----- Dataset extract

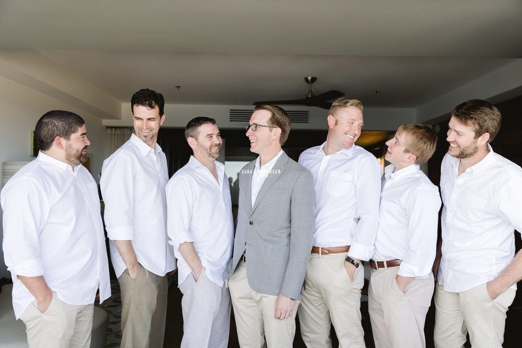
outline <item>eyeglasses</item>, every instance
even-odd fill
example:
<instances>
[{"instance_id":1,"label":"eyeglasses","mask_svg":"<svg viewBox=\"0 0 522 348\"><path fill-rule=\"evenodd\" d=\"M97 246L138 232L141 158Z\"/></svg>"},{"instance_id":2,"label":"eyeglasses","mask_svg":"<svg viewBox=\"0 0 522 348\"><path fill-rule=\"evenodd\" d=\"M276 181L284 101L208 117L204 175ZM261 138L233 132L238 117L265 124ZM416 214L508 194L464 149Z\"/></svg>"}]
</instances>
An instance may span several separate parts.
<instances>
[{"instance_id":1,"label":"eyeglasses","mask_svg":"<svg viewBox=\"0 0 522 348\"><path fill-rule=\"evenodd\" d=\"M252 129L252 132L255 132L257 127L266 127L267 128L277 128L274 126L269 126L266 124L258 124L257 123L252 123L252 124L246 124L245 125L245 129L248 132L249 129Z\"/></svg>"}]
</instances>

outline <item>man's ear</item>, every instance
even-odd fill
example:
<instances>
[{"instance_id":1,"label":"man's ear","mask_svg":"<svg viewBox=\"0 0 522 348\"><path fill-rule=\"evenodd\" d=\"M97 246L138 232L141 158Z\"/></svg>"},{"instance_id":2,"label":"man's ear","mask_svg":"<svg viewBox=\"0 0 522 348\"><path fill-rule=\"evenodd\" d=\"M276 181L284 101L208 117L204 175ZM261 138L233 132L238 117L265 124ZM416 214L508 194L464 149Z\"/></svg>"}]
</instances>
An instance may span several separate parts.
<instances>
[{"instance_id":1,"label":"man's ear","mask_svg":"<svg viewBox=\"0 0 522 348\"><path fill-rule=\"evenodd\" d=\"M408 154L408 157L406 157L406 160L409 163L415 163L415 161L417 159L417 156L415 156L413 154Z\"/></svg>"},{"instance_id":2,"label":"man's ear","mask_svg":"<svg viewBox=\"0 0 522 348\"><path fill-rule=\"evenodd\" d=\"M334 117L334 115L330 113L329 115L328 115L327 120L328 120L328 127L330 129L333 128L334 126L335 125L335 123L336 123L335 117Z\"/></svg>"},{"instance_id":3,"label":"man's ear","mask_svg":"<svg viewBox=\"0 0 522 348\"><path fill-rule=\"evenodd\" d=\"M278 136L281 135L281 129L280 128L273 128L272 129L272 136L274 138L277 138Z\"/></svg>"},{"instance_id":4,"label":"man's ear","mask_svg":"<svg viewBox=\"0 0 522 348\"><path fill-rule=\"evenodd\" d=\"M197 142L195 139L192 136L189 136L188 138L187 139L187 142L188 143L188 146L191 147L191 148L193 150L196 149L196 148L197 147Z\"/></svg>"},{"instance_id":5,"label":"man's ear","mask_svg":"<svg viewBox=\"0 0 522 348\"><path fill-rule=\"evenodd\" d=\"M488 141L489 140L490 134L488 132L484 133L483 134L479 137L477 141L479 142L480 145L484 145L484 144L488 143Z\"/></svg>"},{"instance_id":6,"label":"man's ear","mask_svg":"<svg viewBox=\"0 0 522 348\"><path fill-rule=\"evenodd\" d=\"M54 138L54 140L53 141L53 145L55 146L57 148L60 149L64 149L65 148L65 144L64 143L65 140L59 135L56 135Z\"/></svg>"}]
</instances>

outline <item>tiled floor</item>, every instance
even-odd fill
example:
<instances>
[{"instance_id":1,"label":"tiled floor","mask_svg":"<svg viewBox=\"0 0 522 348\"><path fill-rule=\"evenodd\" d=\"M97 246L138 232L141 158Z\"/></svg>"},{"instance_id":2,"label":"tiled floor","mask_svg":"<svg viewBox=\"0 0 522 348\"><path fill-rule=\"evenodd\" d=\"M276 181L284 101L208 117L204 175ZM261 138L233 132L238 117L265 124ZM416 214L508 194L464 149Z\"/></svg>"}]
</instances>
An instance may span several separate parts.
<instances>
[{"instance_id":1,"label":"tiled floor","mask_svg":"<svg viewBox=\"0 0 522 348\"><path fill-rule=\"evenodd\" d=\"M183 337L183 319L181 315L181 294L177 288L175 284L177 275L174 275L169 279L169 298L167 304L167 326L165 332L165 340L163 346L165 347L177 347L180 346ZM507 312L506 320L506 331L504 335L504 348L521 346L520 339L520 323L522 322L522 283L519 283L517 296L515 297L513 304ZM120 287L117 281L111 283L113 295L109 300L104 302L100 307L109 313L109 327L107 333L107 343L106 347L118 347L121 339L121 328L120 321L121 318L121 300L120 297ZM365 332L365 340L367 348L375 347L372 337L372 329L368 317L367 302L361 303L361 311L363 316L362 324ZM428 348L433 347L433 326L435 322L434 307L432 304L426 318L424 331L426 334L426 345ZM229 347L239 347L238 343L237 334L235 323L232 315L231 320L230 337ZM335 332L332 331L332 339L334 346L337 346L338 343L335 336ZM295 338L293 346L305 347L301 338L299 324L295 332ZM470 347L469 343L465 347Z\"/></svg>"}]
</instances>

----------

### Objective
Repeat each entry exactly as it appears; skip any picture.

### Answer to the problem
outline <item>eyeglasses</item>, every instance
even-odd fill
example:
<instances>
[{"instance_id":1,"label":"eyeglasses","mask_svg":"<svg viewBox=\"0 0 522 348\"><path fill-rule=\"evenodd\" d=\"M97 246L138 232L141 158Z\"/></svg>"},{"instance_id":2,"label":"eyeglasses","mask_svg":"<svg viewBox=\"0 0 522 348\"><path fill-rule=\"evenodd\" d=\"M276 181L284 101L208 117L204 175ZM261 138L233 132L238 117L265 124ZM416 214L508 194L464 149Z\"/></svg>"}]
</instances>
An instance may span several separate parts.
<instances>
[{"instance_id":1,"label":"eyeglasses","mask_svg":"<svg viewBox=\"0 0 522 348\"><path fill-rule=\"evenodd\" d=\"M252 129L252 132L255 132L257 127L266 127L267 128L277 128L274 126L269 126L266 124L258 124L257 123L252 123L252 124L246 124L245 125L245 129L248 132L249 129Z\"/></svg>"}]
</instances>

outline <item>man's ear</item>, every instance
even-odd fill
example:
<instances>
[{"instance_id":1,"label":"man's ear","mask_svg":"<svg viewBox=\"0 0 522 348\"><path fill-rule=\"evenodd\" d=\"M97 246L138 232L141 158Z\"/></svg>"},{"instance_id":2,"label":"man's ear","mask_svg":"<svg viewBox=\"0 0 522 348\"><path fill-rule=\"evenodd\" d=\"M276 181L284 101L208 117L204 175ZM261 138L233 132L238 117L265 124ZM416 214L508 194L464 149Z\"/></svg>"}]
</instances>
An instance may span several separate parts.
<instances>
[{"instance_id":1,"label":"man's ear","mask_svg":"<svg viewBox=\"0 0 522 348\"><path fill-rule=\"evenodd\" d=\"M408 154L408 157L406 157L406 160L409 163L415 163L415 161L417 159L417 156L415 156L413 154Z\"/></svg>"},{"instance_id":2,"label":"man's ear","mask_svg":"<svg viewBox=\"0 0 522 348\"><path fill-rule=\"evenodd\" d=\"M334 117L334 115L330 113L329 115L328 115L327 120L328 120L328 127L330 129L333 128L334 126L335 125L335 123L336 123L335 117Z\"/></svg>"},{"instance_id":3,"label":"man's ear","mask_svg":"<svg viewBox=\"0 0 522 348\"><path fill-rule=\"evenodd\" d=\"M278 136L281 135L281 129L280 128L273 128L272 129L272 136L274 138L277 138Z\"/></svg>"},{"instance_id":4,"label":"man's ear","mask_svg":"<svg viewBox=\"0 0 522 348\"><path fill-rule=\"evenodd\" d=\"M197 142L195 139L192 136L189 136L188 138L187 139L187 142L188 143L188 146L191 147L191 148L193 150L196 149L196 148L197 147Z\"/></svg>"},{"instance_id":5,"label":"man's ear","mask_svg":"<svg viewBox=\"0 0 522 348\"><path fill-rule=\"evenodd\" d=\"M488 141L489 140L490 134L488 132L484 133L483 134L479 137L477 141L479 142L480 145L484 145L484 144L488 143Z\"/></svg>"},{"instance_id":6,"label":"man's ear","mask_svg":"<svg viewBox=\"0 0 522 348\"><path fill-rule=\"evenodd\" d=\"M54 138L54 140L53 141L53 145L55 146L57 148L60 149L64 149L65 148L65 144L64 143L65 140L59 135L56 135Z\"/></svg>"}]
</instances>

outline <item>tiled floor</item>, every instance
even-odd fill
example:
<instances>
[{"instance_id":1,"label":"tiled floor","mask_svg":"<svg viewBox=\"0 0 522 348\"><path fill-rule=\"evenodd\" d=\"M97 246L138 232L141 158Z\"/></svg>"},{"instance_id":2,"label":"tiled floor","mask_svg":"<svg viewBox=\"0 0 522 348\"><path fill-rule=\"evenodd\" d=\"M276 181L284 101L208 117L204 175ZM261 138L233 132L238 117L265 124ZM416 214L508 194L464 149Z\"/></svg>"}]
</instances>
An instance may span several separate parts.
<instances>
[{"instance_id":1,"label":"tiled floor","mask_svg":"<svg viewBox=\"0 0 522 348\"><path fill-rule=\"evenodd\" d=\"M183 337L183 319L181 315L181 294L177 288L175 284L177 275L174 275L169 279L169 298L167 304L167 326L165 332L165 340L163 346L165 347L177 347L180 346ZM507 312L506 320L506 331L504 335L504 348L521 346L520 339L520 323L522 322L522 283L519 283L517 296L515 297L513 304ZM120 287L117 281L111 283L113 295L109 300L104 302L100 307L109 313L109 327L107 333L107 343L106 347L118 347L121 339L121 328L120 321L121 318L121 300L120 297ZM365 332L365 340L367 348L375 347L372 337L372 329L368 317L367 302L361 303L361 311L363 316L362 324ZM428 348L433 347L433 326L435 322L434 307L432 304L426 318L424 331L426 334L426 345ZM229 347L239 347L238 343L237 334L235 323L232 315L231 320L230 337ZM335 332L332 331L332 339L334 346L337 346L338 343L335 336ZM295 338L293 346L305 347L301 338L299 324L295 332ZM470 347L469 343L465 347Z\"/></svg>"}]
</instances>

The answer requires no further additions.